— Start of RECORDS SUPPLIED —

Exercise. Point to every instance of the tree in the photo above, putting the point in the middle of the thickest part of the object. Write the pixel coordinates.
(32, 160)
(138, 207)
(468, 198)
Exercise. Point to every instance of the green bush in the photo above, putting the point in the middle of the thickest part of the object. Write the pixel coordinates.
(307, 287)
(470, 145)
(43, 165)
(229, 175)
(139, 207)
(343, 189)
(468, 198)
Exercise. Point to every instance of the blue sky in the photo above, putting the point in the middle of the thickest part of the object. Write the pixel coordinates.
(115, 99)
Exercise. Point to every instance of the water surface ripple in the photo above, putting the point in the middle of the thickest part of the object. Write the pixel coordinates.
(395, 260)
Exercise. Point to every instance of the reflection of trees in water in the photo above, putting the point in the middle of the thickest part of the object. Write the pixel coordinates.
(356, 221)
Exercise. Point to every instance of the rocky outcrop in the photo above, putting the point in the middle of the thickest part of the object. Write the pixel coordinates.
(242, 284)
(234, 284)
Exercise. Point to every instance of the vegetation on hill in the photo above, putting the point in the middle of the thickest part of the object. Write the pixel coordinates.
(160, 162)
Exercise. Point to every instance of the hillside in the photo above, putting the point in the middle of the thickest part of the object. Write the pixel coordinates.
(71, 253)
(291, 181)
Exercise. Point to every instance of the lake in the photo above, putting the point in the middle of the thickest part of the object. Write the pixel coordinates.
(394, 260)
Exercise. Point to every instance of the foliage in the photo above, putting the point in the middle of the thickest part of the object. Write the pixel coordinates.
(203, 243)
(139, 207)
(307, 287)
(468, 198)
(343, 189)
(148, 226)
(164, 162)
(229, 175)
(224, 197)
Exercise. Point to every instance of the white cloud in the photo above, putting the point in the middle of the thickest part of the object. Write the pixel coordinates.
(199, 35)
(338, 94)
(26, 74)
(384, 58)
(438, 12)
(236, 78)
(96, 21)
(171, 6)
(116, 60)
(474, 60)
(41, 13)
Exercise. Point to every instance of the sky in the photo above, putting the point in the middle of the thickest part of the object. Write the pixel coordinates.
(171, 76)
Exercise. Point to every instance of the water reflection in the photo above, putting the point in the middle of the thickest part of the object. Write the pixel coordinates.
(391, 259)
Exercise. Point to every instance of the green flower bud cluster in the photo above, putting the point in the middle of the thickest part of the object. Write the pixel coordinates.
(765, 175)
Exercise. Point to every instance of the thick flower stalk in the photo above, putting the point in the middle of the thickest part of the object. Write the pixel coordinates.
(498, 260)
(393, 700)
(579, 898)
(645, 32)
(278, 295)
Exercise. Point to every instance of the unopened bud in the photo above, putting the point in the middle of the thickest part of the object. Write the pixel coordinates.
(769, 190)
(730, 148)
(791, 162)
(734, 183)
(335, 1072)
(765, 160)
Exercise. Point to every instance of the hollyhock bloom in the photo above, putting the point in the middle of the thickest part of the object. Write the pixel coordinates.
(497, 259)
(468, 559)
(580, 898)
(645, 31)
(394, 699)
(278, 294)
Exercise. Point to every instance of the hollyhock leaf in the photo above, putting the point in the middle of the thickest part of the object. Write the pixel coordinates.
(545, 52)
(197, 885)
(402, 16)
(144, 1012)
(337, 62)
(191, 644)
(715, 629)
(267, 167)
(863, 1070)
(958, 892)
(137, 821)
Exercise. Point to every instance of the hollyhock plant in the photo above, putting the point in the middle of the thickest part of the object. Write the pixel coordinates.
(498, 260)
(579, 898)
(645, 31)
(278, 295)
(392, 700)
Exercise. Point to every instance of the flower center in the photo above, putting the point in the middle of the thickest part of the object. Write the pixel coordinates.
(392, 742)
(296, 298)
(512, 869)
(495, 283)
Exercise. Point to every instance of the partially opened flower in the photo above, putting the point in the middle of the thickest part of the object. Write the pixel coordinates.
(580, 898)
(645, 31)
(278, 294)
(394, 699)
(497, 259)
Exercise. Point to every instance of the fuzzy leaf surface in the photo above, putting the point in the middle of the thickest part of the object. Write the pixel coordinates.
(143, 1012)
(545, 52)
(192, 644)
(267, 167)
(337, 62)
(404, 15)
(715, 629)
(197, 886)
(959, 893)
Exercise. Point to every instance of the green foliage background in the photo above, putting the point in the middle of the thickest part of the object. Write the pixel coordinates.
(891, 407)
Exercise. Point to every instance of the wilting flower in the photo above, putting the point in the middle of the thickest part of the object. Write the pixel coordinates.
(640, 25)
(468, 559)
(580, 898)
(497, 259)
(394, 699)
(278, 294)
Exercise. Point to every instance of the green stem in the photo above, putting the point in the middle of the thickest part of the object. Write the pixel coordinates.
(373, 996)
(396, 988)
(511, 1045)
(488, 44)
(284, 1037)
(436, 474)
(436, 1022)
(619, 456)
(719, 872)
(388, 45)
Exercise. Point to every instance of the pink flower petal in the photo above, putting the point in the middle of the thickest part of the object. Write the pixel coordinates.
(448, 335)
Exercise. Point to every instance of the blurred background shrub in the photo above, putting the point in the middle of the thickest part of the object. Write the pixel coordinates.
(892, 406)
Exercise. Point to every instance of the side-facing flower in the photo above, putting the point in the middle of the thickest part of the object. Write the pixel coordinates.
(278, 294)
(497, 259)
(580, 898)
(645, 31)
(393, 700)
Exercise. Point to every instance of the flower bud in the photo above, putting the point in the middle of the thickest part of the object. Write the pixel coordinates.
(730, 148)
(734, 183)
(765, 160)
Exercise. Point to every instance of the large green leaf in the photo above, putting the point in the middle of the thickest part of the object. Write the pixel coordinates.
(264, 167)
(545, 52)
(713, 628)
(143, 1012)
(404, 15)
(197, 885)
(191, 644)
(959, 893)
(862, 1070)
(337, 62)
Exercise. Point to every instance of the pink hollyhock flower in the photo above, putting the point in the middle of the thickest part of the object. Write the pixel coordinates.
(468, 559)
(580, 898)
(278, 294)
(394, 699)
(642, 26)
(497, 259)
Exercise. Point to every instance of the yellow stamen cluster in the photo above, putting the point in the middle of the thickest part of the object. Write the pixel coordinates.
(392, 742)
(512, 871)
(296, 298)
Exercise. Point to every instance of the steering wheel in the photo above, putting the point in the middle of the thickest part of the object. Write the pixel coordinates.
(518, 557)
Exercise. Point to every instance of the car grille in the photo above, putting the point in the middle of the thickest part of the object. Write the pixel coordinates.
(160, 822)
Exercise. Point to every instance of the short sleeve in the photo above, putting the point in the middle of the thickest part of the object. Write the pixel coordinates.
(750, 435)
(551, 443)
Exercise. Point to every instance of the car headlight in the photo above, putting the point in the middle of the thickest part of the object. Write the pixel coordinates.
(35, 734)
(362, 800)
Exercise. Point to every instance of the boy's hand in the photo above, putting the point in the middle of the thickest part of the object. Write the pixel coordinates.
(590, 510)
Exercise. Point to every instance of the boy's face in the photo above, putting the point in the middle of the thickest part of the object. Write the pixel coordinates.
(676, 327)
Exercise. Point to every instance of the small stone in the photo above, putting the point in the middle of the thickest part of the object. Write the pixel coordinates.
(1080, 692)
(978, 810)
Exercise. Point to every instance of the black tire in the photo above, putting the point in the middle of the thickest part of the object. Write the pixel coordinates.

— End of RECORDS SUPPLIED —

EXERCISE PROMPT:
All entries must be repeated verbatim.

TASK SOLUTION:
Exercise. Point to every instance of the tree in the photo above, putting the point in the middle of the thickest part of the object. Write the pixel coordinates.
(32, 160)
(138, 207)
(468, 198)
Exercise. Point to every instance of the green bush in the photo above, putting the point in the middle of the thickest part of the object. Write the pixel coordinates.
(307, 287)
(470, 145)
(43, 165)
(229, 175)
(139, 207)
(343, 189)
(468, 198)
Exercise. Point to every instance of the blue sky in the photo above, putting the point in the middle of the thickest part of the object. Write the pixel coordinates.
(115, 99)
Exercise. Point to every instance of the water surface ripple in the photo above, putting the point in the middle of the thickest part of the object. Write the pixel coordinates.
(395, 260)
Exercise. Point to every instance of the reflection of trees in water in the photo above, putting the point in the middle of the thickest part of the object. Write the pixel coordinates.
(356, 221)
Exercise. Point to every instance of the rocky outcrop in the photo above, putting the point in the middle of the thickest part of the object. Write the pixel coordinates.
(242, 284)
(234, 284)
Exercise. Point to every instance of the vegetation on hill in the photo above, putting the point in the middle of the thickest part of the object. Write the pixel coordinates.
(160, 162)
Exercise. Point to every instance of the hillside in the photo above, putting the point in the middle of the thickest part of the object. Write the pixel coordinates.
(71, 253)
(291, 181)
Exercise. Point to every instance of the lake in the photo above, putting the point in the middle of the thickest part of the object. Write the pixel coordinates.
(394, 260)
Exercise. Point to every instance of the foliage in the photo above, putting the point in the middle of the thickest part of the object. Write the pixel coordinates.
(203, 243)
(139, 207)
(307, 287)
(468, 198)
(343, 189)
(148, 226)
(164, 162)
(229, 175)
(224, 197)
Exercise. Point to every instance of the white cloud in the photo above, putting the point in the middle of the thickest part of the object. Write the pixel coordinates.
(199, 35)
(338, 94)
(26, 74)
(384, 58)
(438, 12)
(236, 78)
(96, 21)
(171, 6)
(116, 60)
(474, 60)
(41, 13)
Exercise. Point to every instance of the sky in the photo above, putting the point in the middle of the thickest part of the object. Write the pixel coordinates.
(171, 76)
Exercise. Point to every instance of the water reflection in the photo above, putting the point in the middle of the thickest part of the object. Write the pixel coordinates.
(391, 259)
Exercise. Point to every instance of the green flower bud cluster in the photo above, putting the point in the middle of the thickest part of the object. Write the pixel coordinates.
(765, 175)
Exercise. Point to every instance of the thick flower stalk in the photo above, putting the point in the middle of the thickest part of the object. Write the pixel coordinates.
(498, 260)
(393, 700)
(579, 898)
(645, 32)
(278, 295)
Exercise. Point to every instance of the unopened bud in the photo above, putting the point in the middle of the thickest part of the object. Write the pixel coordinates.
(769, 190)
(730, 148)
(791, 162)
(734, 183)
(335, 1072)
(765, 160)
Exercise. Point to every instance of the hollyhock bloom in the photo above, putting the point in the middle of the thickest part of the object. Write the pixel coordinates.
(497, 259)
(468, 559)
(580, 898)
(645, 31)
(394, 699)
(278, 294)
Exercise. Point to every instance of the hollyhock leaf in the photo above, putting the point in the middle of the thickest part of the object. Write the pixel coordinates.
(545, 52)
(197, 885)
(402, 16)
(144, 1012)
(337, 62)
(191, 644)
(715, 629)
(267, 167)
(863, 1070)
(958, 892)
(137, 821)
Exercise. Point to every instance of the hollyhock plant in the photo above, putting the point in the middle of the thickest part of the object. Write the pixel coordinates.
(498, 260)
(579, 898)
(645, 31)
(278, 295)
(392, 700)
Exercise. Point to every instance of the flower center in the photo above, putting the point in the middle of the thickest part of the object. Write the pixel coordinates.
(392, 742)
(296, 298)
(512, 869)
(495, 283)
Exercise. Point to every instance of the partially opened flower in the photo above, putting the point in the middle of the thickest part of the object. Write the pixel coordinates.
(580, 898)
(645, 31)
(278, 294)
(394, 699)
(497, 259)
Exercise. Point to every instance of the fuzzy leaf surface in the photo above, putting the point in the middle of the thickest part of the object. Write the pixel coordinates.
(143, 1012)
(545, 52)
(192, 644)
(267, 167)
(337, 62)
(404, 15)
(715, 629)
(197, 886)
(959, 893)
Exercise. Point to every instance of the green foliage background in the photo above, putting the point in the middle of the thickest part of the object. Write the pixel coordinates.
(891, 407)
Exercise. Point to every instance of the wilting flower in the photo above, putting the point in the middle of the thickest part of the object. Write the pixel coordinates.
(640, 25)
(468, 559)
(580, 898)
(497, 259)
(394, 699)
(278, 294)
Exercise. Point to every instance of the green stem in the photo above, putting the point in the middle of the thickest part of the object. Write the pixel coordinates.
(373, 996)
(396, 988)
(511, 1045)
(488, 44)
(284, 1037)
(436, 474)
(436, 1022)
(619, 456)
(719, 872)
(388, 45)
Exercise. Point to every instance of the pink flower petal in the photo above, putting the point in the middle of the thickest part of the object. Write the pixel coordinates.
(448, 335)
Exercise. Point to every instance of the blurred background shrub in the photo above, putting the point in the middle of the thickest part of the object. Write the pixel coordinates.
(892, 406)
Exercise. Point to every instance of the side-facing flower in the photo above, putting the point in the middle of the thickest part of the object. Write the pixel coordinates.
(278, 294)
(497, 259)
(580, 898)
(645, 31)
(393, 700)
Exercise. Point to every instance of the flower bud in the photo above, putting the point in the middle of the thickest part of the object. Write the pixel coordinates.
(730, 148)
(734, 183)
(765, 160)
Exercise. Point to every instance of the large green leaf in the photo above, putting the point in the middle of the thickest part of the object. Write the pixel coordinates.
(264, 167)
(545, 52)
(713, 628)
(143, 1012)
(404, 15)
(197, 885)
(191, 644)
(959, 893)
(862, 1070)
(337, 62)
Exercise. Point to every instance of the pink hollyhock flower in the photo above, putting the point in the middle of the thickest part of the object. Write the pixel coordinates.
(468, 559)
(580, 898)
(278, 294)
(394, 699)
(642, 26)
(497, 259)
Exercise. Point to every instance of the yellow stamen cluster in the photo above, putting the point in the middle of the thickest part of the object. Write the pixel coordinates.
(392, 742)
(512, 871)
(296, 298)
Exercise. Point to every instance of the steering wheel in the photo above, putting the point in the middle of the thickest part of the object. Write the pixel coordinates.
(518, 557)
Exercise. Point to every instance of the car grille in the photo above, putting the point in the middle of the thickest part of the object. Write the pixel coordinates.
(160, 822)
Exercise. Point to every instance of the short sleeve in the photo above, putting the point in the middle of the thickest part of the object. Write the pixel coordinates.
(750, 435)
(551, 443)
Exercise. Point to every instance of the car headlight in the photo above, putting the point in the middle of the thickest part of the object. Write the pixel coordinates.
(35, 734)
(362, 800)
Exercise. Point to every instance of the boy's hand in the photo above, putting the point in the middle of the thickest part of the object. Write the pixel coordinates.
(590, 510)
Exercise. Point to every instance of the boy's face in the photo above, putting the point in the middle of the thickest part of the object. Write the pixel coordinates.
(676, 327)
Exercise. Point to every instance of the small stone in the photo above, putting the point in the middle of the thickest part of the object. Write the pixel coordinates.
(1080, 692)
(978, 810)
Exercise. Point to every instance of the black tire in the photo above, putting the point in the middle of the thickest part of the object. Write the pixel coordinates.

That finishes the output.